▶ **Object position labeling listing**
========================

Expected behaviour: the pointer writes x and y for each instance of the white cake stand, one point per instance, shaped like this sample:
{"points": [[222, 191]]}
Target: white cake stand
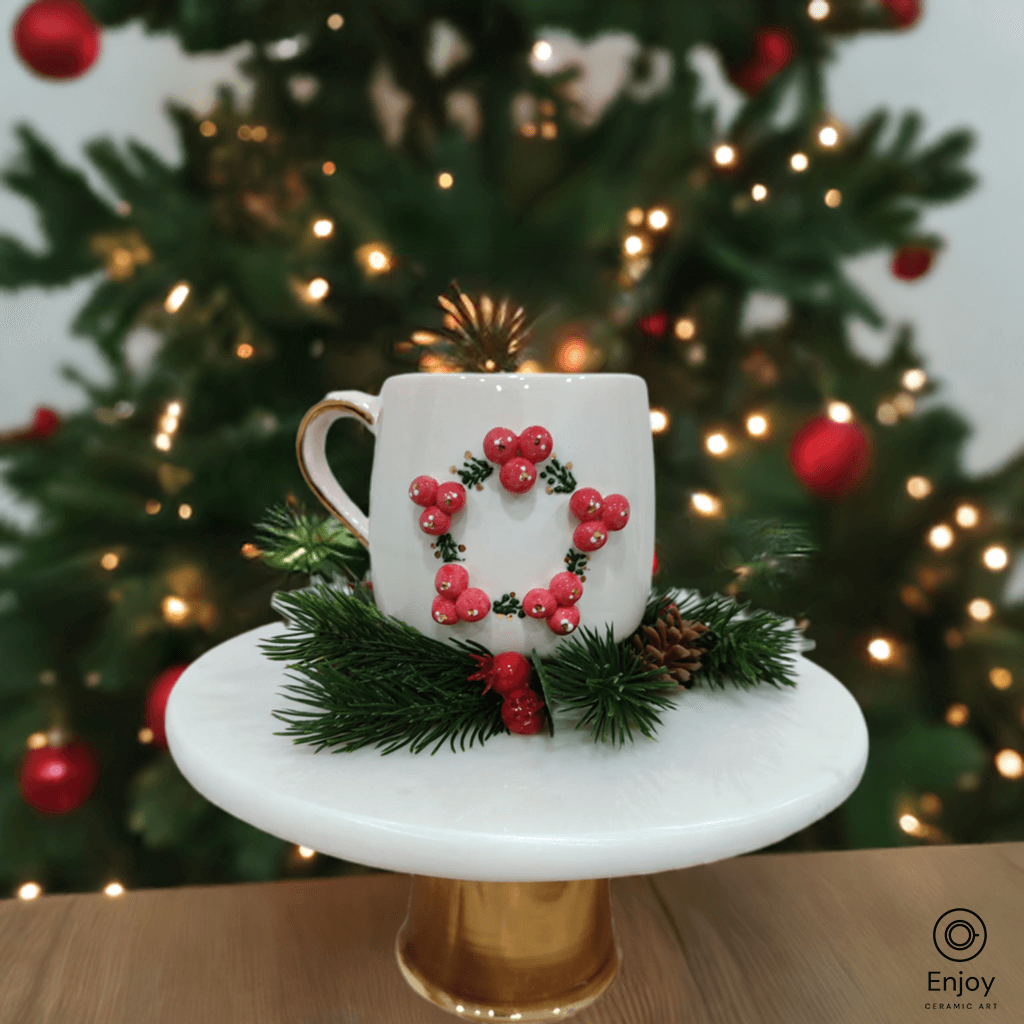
{"points": [[511, 845]]}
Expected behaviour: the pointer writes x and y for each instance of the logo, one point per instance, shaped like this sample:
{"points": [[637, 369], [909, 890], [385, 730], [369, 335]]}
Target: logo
{"points": [[960, 935]]}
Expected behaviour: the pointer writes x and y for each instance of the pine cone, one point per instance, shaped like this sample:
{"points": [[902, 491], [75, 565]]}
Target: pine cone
{"points": [[672, 644]]}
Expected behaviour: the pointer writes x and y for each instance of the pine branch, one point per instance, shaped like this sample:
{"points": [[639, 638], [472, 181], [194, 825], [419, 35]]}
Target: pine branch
{"points": [[366, 680]]}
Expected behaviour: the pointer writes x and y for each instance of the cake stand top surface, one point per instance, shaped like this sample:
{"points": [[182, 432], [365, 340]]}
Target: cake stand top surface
{"points": [[730, 771]]}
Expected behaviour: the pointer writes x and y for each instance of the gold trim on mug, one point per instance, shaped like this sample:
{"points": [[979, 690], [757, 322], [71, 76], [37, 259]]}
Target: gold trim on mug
{"points": [[307, 421]]}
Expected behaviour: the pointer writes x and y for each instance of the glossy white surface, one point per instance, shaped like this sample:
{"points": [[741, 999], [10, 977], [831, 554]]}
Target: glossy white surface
{"points": [[426, 423], [730, 772]]}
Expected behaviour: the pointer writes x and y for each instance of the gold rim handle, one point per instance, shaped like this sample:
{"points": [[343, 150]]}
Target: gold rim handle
{"points": [[310, 446]]}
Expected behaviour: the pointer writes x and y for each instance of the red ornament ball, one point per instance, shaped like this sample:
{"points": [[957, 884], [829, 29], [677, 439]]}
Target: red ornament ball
{"points": [[518, 475], [423, 491], [522, 713], [586, 504], [57, 779], [536, 443], [911, 261], [501, 444], [829, 459], [434, 521], [615, 513], [509, 672], [590, 536], [539, 603], [443, 610], [472, 604], [566, 587], [57, 38], [451, 581], [156, 702], [564, 621], [904, 12], [451, 498]]}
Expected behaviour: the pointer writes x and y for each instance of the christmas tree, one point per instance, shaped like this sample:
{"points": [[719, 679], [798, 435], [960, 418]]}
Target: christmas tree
{"points": [[299, 246]]}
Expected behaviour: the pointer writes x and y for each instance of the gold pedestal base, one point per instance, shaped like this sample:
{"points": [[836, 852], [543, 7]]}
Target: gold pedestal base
{"points": [[509, 950]]}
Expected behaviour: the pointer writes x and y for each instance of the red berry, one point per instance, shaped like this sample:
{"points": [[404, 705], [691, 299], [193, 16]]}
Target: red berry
{"points": [[501, 444], [586, 504], [423, 491], [536, 443], [522, 712], [444, 611], [565, 620], [509, 672], [518, 475], [590, 536], [539, 603], [434, 521], [472, 604], [451, 581], [615, 513], [451, 498], [566, 587]]}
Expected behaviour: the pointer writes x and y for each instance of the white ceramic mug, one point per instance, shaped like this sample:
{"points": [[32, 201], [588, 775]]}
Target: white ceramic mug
{"points": [[434, 425]]}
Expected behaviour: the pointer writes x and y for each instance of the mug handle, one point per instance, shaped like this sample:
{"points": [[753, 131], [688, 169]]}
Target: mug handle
{"points": [[310, 448]]}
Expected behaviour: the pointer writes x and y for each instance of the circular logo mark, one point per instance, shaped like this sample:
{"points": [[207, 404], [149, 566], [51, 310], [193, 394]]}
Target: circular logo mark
{"points": [[960, 935]]}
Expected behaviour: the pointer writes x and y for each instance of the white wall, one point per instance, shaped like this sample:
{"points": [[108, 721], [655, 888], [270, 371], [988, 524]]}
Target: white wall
{"points": [[960, 66]]}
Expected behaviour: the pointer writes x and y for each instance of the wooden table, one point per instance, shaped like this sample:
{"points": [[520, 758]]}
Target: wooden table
{"points": [[786, 938]]}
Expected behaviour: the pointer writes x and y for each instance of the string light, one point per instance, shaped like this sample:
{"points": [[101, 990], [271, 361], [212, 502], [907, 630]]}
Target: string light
{"points": [[725, 155], [657, 219], [659, 421], [914, 380], [717, 444], [995, 558], [1009, 763], [957, 715], [705, 504], [840, 412], [1001, 679], [174, 609], [317, 289], [757, 424], [919, 486], [176, 297], [967, 516], [685, 329], [633, 245], [887, 414], [571, 354], [880, 649]]}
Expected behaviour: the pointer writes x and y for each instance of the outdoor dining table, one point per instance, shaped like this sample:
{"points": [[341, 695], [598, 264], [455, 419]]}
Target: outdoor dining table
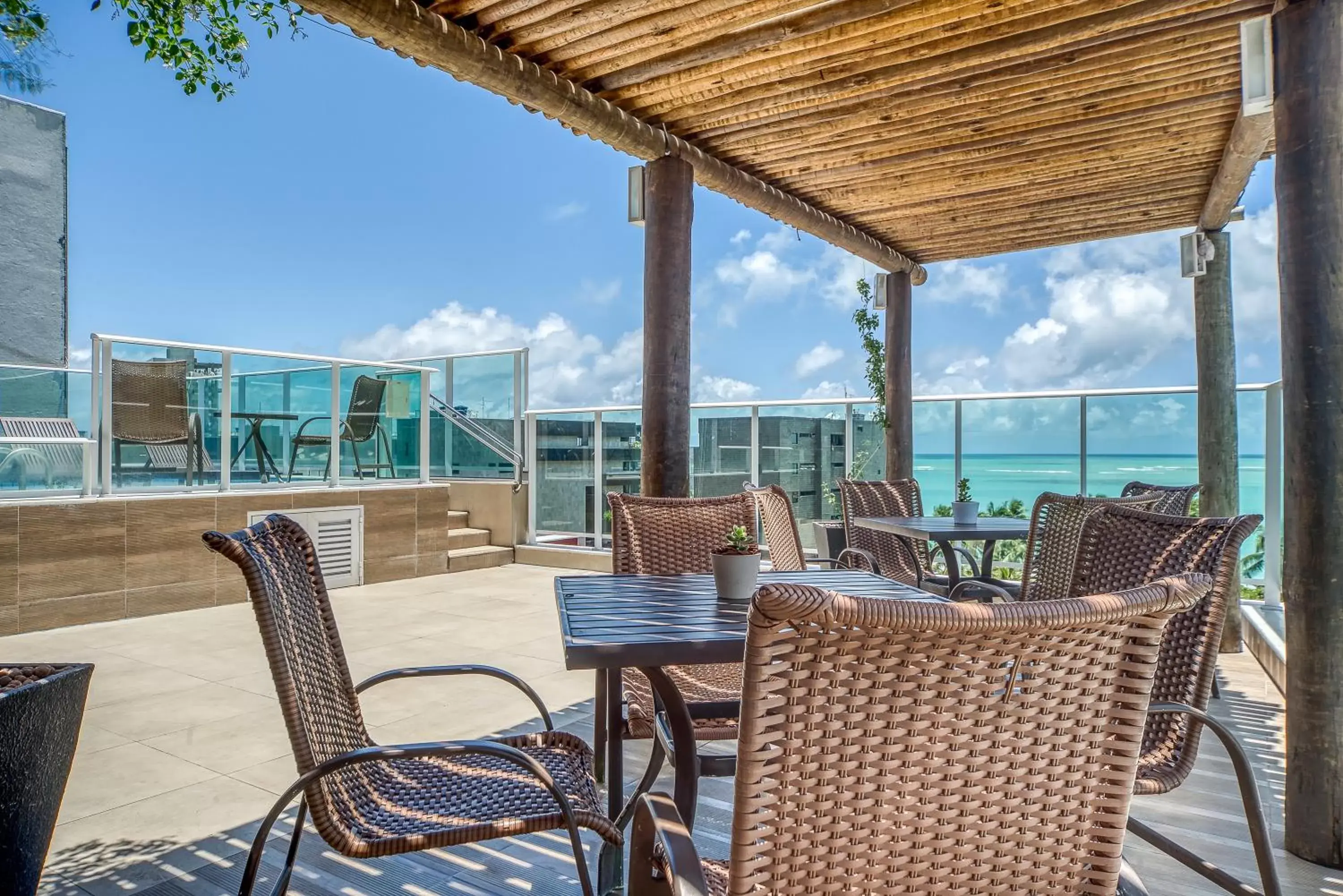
{"points": [[945, 530], [265, 461], [614, 623]]}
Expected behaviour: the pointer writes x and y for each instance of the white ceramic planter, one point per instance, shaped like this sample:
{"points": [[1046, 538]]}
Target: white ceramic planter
{"points": [[965, 512], [735, 576]]}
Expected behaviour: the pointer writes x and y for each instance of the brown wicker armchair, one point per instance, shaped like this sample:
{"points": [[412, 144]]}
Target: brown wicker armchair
{"points": [[985, 750], [359, 426], [896, 557], [1125, 547], [1176, 500], [781, 534], [673, 537], [370, 800], [151, 407]]}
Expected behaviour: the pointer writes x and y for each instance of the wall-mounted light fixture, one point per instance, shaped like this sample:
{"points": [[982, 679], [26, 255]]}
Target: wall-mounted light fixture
{"points": [[636, 195], [1257, 66]]}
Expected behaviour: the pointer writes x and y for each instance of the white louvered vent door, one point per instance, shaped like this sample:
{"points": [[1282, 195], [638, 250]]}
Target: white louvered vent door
{"points": [[339, 537]]}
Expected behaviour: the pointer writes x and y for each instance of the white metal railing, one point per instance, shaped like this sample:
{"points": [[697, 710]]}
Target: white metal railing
{"points": [[101, 401], [597, 418]]}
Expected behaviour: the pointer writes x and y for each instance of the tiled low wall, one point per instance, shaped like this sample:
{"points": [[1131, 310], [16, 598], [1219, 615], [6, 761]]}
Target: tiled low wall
{"points": [[93, 561]]}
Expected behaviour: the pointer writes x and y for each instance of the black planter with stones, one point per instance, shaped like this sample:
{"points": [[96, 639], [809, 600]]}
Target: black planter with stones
{"points": [[41, 710]]}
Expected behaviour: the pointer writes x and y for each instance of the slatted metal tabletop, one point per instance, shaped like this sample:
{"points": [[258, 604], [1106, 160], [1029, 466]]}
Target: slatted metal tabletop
{"points": [[625, 621]]}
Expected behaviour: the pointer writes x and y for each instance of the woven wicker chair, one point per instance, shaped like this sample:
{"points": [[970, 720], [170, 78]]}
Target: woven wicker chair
{"points": [[49, 463], [896, 557], [927, 747], [673, 537], [1176, 500], [360, 425], [151, 407], [368, 800], [1125, 547], [781, 534]]}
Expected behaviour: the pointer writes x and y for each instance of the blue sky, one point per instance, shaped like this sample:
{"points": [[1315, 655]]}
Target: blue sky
{"points": [[347, 201]]}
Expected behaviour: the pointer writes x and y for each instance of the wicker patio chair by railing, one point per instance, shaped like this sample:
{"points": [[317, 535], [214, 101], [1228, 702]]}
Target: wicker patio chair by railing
{"points": [[927, 747], [1125, 547], [673, 537], [781, 534], [1176, 500], [50, 464], [368, 800], [896, 557], [360, 425], [151, 407]]}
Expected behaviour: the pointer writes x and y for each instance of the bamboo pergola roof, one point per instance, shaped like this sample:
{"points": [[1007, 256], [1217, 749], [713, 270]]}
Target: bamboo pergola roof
{"points": [[935, 129]]}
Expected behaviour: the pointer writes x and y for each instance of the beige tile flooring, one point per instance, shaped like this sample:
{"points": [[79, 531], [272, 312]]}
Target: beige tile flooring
{"points": [[183, 749]]}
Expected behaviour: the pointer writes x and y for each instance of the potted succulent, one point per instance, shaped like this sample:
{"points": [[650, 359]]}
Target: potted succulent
{"points": [[41, 710], [965, 510], [736, 566]]}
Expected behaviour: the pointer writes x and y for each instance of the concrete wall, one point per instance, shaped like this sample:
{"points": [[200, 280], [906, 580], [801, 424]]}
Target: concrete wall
{"points": [[90, 561], [33, 234]]}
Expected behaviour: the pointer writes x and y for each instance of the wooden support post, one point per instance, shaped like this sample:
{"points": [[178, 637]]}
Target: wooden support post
{"points": [[1219, 453], [900, 410], [669, 209], [1309, 124]]}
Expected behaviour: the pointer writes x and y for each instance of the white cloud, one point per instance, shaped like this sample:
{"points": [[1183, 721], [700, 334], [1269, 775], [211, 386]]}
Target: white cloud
{"points": [[567, 367], [982, 286], [566, 211], [599, 293], [724, 388], [817, 358]]}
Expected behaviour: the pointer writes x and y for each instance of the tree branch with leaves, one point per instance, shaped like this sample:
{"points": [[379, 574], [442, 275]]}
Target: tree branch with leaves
{"points": [[203, 42]]}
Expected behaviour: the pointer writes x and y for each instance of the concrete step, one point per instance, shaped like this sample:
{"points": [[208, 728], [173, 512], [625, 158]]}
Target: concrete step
{"points": [[468, 538], [479, 558]]}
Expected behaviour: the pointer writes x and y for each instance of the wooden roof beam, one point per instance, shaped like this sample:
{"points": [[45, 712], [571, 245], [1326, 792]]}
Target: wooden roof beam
{"points": [[1248, 143], [432, 41]]}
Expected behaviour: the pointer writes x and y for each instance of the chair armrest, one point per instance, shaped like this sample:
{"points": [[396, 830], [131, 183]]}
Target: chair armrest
{"points": [[425, 672], [966, 586], [663, 858]]}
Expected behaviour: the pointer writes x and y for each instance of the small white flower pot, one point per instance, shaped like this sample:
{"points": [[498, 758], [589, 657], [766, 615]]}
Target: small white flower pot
{"points": [[965, 512], [735, 576]]}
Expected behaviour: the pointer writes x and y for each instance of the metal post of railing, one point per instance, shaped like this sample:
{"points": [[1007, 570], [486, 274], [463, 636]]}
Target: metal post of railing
{"points": [[1274, 495], [957, 448], [1082, 444], [226, 422], [848, 438], [597, 480], [755, 445], [531, 484], [105, 415], [334, 459], [423, 426]]}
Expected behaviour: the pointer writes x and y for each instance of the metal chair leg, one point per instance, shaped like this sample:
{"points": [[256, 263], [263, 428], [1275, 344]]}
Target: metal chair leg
{"points": [[1260, 839]]}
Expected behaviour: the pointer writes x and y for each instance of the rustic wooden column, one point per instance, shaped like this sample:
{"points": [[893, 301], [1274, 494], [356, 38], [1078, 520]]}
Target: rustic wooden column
{"points": [[1309, 124], [1219, 452], [669, 209], [900, 410]]}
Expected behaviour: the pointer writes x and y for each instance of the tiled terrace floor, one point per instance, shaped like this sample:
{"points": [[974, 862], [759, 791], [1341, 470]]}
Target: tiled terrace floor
{"points": [[183, 747]]}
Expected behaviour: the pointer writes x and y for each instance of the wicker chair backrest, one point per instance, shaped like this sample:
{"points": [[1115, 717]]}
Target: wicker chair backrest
{"points": [[150, 401], [927, 747], [304, 651], [1174, 500], [366, 405], [899, 498], [669, 537], [779, 526], [1123, 549], [1056, 530]]}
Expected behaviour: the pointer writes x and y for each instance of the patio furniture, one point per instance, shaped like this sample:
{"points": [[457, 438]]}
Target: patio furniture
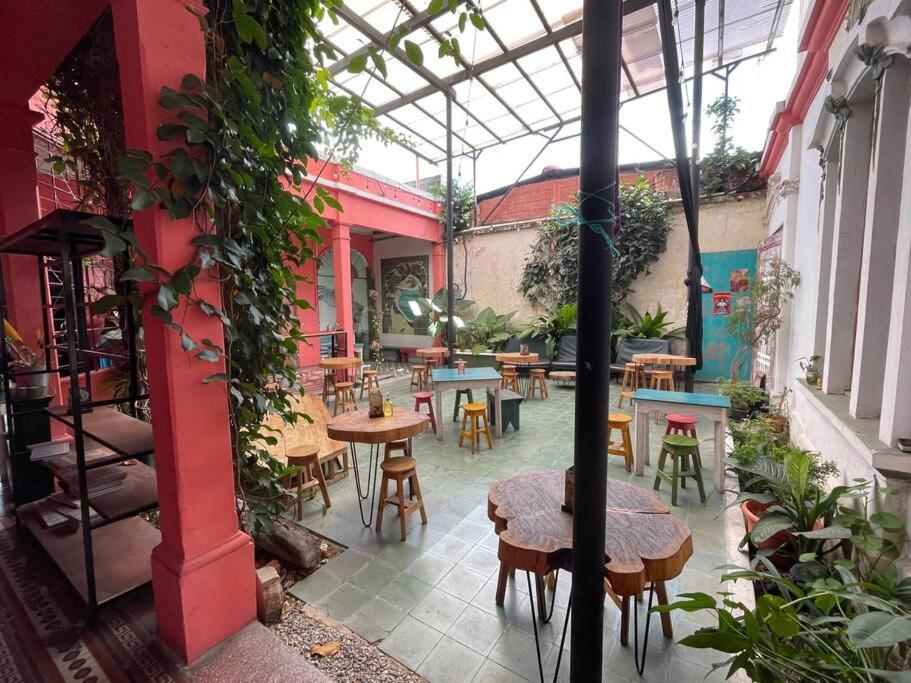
{"points": [[472, 378], [419, 376], [458, 403], [537, 382], [344, 397], [644, 548], [369, 381], [422, 398], [510, 402], [711, 407], [359, 427], [340, 368], [563, 378], [620, 422], [628, 347], [398, 470], [633, 379], [474, 424], [679, 448], [565, 360], [310, 475]]}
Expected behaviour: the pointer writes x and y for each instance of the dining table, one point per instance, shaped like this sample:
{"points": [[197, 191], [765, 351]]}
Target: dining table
{"points": [[644, 545], [357, 427]]}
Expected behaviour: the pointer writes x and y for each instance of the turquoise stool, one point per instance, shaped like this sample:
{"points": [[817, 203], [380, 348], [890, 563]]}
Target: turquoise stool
{"points": [[459, 393], [681, 449]]}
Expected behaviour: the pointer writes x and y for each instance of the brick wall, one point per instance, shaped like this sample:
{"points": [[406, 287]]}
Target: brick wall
{"points": [[534, 199]]}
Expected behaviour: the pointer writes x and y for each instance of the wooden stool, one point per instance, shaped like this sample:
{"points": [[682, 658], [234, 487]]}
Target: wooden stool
{"points": [[369, 381], [511, 380], [425, 398], [310, 474], [398, 470], [344, 397], [624, 446], [680, 448], [459, 394], [472, 416], [418, 373], [633, 379], [537, 380]]}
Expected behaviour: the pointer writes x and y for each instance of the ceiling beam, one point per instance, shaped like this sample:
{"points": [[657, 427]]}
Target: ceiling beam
{"points": [[418, 21], [517, 52]]}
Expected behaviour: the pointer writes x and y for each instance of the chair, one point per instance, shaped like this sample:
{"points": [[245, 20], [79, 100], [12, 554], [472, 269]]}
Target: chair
{"points": [[344, 397], [458, 404], [537, 382], [398, 470], [473, 415], [425, 398], [680, 448], [309, 476], [369, 381], [620, 422], [418, 376]]}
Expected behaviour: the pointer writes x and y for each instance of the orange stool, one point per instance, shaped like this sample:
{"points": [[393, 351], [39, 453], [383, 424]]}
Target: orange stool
{"points": [[422, 398]]}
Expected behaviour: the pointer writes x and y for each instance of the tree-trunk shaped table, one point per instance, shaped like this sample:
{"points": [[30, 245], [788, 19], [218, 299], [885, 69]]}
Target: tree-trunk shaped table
{"points": [[645, 546]]}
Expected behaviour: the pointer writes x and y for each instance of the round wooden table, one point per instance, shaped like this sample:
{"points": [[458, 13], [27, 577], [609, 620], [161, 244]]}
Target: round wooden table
{"points": [[358, 427], [339, 365], [644, 545]]}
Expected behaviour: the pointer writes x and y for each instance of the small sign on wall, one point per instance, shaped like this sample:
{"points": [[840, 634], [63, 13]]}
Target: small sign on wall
{"points": [[721, 303]]}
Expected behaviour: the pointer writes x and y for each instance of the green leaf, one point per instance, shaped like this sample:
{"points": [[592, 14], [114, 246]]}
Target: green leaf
{"points": [[414, 53], [879, 629]]}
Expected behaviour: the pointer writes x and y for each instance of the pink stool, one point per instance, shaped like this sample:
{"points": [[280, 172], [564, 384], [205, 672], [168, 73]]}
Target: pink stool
{"points": [[425, 398]]}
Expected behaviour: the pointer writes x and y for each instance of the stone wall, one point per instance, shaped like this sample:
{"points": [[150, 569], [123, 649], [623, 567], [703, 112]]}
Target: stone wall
{"points": [[496, 255]]}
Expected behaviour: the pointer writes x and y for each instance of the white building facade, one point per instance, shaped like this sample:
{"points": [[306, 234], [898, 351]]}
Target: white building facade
{"points": [[838, 159]]}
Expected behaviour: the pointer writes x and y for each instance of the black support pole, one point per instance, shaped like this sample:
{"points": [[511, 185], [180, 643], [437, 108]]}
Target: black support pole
{"points": [[597, 177], [450, 292], [694, 280]]}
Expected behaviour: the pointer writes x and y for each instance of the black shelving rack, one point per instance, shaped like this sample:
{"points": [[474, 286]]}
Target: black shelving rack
{"points": [[109, 555]]}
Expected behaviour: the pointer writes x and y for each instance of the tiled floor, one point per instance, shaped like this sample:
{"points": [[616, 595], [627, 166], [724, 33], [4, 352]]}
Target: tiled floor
{"points": [[429, 602]]}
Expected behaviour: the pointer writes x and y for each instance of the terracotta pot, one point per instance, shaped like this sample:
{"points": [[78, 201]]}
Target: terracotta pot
{"points": [[752, 511]]}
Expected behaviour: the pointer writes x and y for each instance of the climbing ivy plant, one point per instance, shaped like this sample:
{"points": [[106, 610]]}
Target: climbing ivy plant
{"points": [[242, 137], [551, 272]]}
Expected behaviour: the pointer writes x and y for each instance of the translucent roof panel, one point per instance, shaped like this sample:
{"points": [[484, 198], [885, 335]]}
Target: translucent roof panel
{"points": [[521, 75]]}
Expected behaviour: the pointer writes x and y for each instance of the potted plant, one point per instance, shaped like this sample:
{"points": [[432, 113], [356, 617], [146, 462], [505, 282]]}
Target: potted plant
{"points": [[812, 368], [746, 400]]}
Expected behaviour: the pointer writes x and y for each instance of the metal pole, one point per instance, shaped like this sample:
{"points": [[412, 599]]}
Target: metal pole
{"points": [[450, 291], [603, 21], [694, 279]]}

========================

▶ **What the task asks**
Copy out every line of the listing, without changes, from the line that contains "the black shelving" through the end of the listing.

▶ **Expected answer**
Expected behaviour: the pointer writes x and y for each instance of the black shelving rack, one point per instance, shaped like this sample:
{"points": [[474, 286]]}
Target: black shelving rack
{"points": [[109, 555]]}
Expected behaviour: the pointer writes x and y for each instance of the tiled floor, one point per instance, shaped like this sample:
{"points": [[616, 595], [627, 166], [724, 33], [4, 352]]}
Target: tiled floor
{"points": [[429, 602]]}
Expected behaviour: the pointer writes x and y for each instance of the terracotta pot, one point per instance, shaped like this sample:
{"points": [[78, 201]]}
Target: terracotta pot
{"points": [[752, 511]]}
Expected behaviour: the pointer writes x and y for each instance of the climbing ivy plant, one point per instance, shaped like this sample:
{"points": [[106, 610]]}
Target: climbing ivy plant
{"points": [[242, 137], [551, 272]]}
Expected behaviour: the pointer writes x and y for each instance of the translucent roof panel, one point per instance, shaped like this sample:
{"points": [[484, 198], [885, 335]]}
Target: translucent roof panel
{"points": [[521, 75]]}
Expected behaviour: the pointer writes x and y for each instance of the potted plant, one point per instance, shaped like this sample:
{"points": [[432, 113], [356, 617], [146, 462], [505, 282]]}
Target: potted plant
{"points": [[812, 368], [746, 400]]}
Expected behaviour: the pointer writes x and y for each instance of the metal pole, one point per instance, shaped like this sample:
{"points": [[412, 599]]}
Target: metal pole
{"points": [[450, 291], [603, 21], [694, 279]]}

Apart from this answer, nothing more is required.